• Instructions to follow: Please retype exactly, and with nothing added, the lines of the material from the one with "Thank you for the photo. Please point out the white powdered" through the final one.

▬▬▬

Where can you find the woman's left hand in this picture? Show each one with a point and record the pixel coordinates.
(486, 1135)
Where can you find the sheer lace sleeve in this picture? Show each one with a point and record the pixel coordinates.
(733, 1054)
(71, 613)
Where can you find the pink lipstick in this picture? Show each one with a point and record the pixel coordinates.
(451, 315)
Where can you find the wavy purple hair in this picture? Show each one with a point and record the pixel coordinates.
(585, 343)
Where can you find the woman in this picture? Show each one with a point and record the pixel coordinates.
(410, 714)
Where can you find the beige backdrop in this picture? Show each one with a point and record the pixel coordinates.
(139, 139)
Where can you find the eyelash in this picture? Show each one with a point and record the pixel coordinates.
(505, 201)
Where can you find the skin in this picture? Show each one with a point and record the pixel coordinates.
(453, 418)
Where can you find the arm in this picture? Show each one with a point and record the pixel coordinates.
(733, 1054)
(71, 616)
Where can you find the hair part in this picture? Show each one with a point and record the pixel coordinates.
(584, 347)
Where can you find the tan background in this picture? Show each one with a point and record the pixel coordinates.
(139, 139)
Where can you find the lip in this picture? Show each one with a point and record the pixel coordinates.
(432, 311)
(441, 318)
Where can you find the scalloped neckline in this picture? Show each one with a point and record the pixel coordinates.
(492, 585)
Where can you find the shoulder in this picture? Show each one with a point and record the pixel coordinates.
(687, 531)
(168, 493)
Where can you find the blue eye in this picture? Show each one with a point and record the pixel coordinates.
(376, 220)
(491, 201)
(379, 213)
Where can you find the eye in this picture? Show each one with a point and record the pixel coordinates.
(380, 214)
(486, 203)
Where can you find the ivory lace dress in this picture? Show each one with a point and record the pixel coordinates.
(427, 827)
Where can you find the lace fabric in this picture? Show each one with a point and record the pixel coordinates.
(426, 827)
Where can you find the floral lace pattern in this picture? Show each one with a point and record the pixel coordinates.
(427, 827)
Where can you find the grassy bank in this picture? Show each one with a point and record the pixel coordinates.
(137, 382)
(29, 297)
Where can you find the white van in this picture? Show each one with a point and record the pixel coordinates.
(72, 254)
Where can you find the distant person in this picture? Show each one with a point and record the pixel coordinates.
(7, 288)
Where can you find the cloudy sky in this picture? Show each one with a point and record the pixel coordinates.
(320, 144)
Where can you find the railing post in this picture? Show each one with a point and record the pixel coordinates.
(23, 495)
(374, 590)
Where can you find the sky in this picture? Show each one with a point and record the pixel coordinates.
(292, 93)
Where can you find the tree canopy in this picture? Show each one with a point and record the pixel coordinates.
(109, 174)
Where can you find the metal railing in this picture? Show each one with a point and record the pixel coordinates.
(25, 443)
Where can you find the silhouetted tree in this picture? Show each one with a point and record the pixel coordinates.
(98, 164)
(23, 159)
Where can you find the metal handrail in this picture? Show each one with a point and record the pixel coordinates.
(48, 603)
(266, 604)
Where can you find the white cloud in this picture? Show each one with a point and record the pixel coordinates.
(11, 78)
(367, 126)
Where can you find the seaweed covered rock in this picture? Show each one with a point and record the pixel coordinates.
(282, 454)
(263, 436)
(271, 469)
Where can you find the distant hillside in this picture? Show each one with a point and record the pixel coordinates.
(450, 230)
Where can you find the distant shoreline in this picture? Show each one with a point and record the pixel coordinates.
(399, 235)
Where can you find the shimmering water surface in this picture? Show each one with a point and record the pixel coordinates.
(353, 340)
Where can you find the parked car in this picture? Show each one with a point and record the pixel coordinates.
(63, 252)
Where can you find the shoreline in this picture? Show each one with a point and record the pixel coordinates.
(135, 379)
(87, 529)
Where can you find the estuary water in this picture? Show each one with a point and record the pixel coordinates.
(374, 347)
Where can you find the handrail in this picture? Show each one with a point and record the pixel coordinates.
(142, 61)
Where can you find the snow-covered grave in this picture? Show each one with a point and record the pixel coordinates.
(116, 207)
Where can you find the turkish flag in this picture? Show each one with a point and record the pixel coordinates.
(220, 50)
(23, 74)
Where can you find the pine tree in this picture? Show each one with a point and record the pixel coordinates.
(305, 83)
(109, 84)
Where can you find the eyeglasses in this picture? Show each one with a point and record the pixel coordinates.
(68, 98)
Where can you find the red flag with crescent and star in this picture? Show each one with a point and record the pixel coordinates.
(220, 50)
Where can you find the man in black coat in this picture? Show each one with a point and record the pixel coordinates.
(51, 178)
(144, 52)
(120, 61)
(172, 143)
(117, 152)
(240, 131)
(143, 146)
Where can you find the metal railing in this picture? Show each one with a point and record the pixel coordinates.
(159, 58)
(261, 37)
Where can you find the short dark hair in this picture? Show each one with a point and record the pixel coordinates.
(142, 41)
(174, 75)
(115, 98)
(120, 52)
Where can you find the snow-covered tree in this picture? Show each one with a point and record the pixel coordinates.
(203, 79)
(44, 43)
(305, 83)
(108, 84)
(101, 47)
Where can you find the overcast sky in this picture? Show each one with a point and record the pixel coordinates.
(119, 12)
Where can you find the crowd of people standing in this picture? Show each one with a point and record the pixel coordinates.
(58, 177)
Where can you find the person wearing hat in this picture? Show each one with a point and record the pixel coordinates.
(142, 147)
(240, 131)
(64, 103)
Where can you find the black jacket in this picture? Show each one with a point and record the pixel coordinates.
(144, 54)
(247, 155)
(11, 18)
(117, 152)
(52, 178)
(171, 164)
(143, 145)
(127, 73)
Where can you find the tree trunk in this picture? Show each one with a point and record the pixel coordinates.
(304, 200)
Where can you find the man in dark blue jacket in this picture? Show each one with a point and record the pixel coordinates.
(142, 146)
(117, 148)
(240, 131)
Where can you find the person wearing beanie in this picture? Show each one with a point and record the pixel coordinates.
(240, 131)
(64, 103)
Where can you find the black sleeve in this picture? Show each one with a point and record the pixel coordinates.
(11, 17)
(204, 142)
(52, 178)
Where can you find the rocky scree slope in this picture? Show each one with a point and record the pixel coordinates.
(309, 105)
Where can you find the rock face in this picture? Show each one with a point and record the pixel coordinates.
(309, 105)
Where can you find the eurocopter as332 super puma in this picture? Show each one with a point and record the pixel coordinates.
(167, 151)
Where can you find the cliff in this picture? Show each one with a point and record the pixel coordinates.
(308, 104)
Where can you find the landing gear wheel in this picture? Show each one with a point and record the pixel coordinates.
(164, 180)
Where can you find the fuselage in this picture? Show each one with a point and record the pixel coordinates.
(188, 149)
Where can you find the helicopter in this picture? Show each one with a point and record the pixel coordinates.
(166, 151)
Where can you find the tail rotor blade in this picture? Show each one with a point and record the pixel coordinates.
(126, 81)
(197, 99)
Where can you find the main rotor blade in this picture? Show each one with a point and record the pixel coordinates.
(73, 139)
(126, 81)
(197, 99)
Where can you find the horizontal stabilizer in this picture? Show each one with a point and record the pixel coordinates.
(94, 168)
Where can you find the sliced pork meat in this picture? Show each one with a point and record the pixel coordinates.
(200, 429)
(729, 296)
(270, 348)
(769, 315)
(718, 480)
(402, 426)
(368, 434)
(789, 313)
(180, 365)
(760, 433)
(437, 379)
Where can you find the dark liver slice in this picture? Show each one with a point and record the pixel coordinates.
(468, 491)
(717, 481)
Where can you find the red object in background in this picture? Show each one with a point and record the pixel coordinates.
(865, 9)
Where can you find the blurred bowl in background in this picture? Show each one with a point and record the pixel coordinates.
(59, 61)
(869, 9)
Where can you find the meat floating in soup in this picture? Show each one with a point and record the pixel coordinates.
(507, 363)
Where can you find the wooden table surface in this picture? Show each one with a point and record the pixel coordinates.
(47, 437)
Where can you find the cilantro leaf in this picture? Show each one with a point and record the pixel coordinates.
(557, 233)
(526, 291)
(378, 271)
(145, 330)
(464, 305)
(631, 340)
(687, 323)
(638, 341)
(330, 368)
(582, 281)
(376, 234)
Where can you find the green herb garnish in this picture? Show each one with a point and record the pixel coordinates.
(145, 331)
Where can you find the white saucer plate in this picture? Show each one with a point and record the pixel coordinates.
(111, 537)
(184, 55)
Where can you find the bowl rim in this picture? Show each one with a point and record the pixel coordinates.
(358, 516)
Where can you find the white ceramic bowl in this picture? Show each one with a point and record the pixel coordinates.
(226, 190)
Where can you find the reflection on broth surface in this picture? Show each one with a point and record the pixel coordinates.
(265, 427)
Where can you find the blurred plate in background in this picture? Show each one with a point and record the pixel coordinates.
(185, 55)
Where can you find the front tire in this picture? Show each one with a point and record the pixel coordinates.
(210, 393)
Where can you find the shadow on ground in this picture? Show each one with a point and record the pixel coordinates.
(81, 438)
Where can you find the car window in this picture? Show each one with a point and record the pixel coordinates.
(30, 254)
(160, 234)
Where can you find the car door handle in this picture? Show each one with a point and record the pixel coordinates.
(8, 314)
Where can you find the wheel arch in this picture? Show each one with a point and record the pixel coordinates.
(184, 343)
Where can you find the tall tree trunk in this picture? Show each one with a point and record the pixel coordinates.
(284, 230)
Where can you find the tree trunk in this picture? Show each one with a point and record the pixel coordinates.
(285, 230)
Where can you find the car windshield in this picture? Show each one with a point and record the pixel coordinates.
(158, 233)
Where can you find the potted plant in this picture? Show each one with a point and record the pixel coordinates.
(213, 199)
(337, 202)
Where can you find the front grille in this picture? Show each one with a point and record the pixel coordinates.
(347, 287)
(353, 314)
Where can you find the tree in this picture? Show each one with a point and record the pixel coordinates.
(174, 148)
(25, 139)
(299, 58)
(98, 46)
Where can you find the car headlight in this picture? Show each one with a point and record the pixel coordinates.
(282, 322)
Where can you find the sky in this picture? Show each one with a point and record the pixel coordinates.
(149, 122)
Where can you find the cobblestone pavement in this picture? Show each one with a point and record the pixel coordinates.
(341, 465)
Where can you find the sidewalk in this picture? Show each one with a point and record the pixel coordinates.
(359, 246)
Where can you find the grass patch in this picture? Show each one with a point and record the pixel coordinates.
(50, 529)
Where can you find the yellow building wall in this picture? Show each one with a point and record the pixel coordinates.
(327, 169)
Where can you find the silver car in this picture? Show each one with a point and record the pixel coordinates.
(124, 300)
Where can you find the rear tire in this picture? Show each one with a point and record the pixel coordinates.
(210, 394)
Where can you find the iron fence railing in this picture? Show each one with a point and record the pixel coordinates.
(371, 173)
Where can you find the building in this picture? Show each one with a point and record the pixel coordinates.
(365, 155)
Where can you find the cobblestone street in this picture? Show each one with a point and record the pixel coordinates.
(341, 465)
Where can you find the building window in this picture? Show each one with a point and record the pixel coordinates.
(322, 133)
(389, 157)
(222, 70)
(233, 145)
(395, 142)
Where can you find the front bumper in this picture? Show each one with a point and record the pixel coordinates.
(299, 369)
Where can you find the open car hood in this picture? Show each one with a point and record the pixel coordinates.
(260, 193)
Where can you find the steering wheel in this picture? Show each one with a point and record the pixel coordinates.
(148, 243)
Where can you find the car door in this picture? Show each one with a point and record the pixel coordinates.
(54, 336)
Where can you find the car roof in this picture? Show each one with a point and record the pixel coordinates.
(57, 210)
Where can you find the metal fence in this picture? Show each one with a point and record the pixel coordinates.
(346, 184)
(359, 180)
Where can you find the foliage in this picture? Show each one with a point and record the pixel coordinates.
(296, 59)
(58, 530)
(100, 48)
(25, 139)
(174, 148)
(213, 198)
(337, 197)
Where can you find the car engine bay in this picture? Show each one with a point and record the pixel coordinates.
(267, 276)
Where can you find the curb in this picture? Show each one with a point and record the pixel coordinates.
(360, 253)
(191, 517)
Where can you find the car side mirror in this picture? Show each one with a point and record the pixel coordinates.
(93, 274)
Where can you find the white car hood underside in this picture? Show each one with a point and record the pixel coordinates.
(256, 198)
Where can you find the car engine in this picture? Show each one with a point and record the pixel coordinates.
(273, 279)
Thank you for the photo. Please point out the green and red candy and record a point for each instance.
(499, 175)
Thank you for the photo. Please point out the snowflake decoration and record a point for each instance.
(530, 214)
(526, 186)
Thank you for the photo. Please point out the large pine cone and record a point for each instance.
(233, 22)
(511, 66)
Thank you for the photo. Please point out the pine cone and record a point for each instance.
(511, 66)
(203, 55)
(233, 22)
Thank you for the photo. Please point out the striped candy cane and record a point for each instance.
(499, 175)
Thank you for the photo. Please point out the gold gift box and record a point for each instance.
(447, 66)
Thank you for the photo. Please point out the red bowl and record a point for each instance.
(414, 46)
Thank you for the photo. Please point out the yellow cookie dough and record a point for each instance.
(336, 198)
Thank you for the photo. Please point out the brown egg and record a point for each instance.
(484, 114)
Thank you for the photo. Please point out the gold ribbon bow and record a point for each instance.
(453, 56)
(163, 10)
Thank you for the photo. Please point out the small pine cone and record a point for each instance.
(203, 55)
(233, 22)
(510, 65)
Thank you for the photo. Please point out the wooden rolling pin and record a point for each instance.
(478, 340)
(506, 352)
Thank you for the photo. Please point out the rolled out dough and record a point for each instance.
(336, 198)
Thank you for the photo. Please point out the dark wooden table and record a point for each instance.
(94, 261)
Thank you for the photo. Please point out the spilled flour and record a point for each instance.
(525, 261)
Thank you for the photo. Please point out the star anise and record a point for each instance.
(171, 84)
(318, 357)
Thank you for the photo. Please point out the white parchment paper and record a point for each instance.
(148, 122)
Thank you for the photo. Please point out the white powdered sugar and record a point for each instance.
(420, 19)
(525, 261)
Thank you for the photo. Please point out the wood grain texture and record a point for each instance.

▬▬▬

• Answer to the exercise:
Thank you for the photo. Please point out the white powdered sugar and record a point for each instance.
(420, 19)
(525, 261)
Thank you for the photo. Please point out the wood grain texture and record a point for each instance.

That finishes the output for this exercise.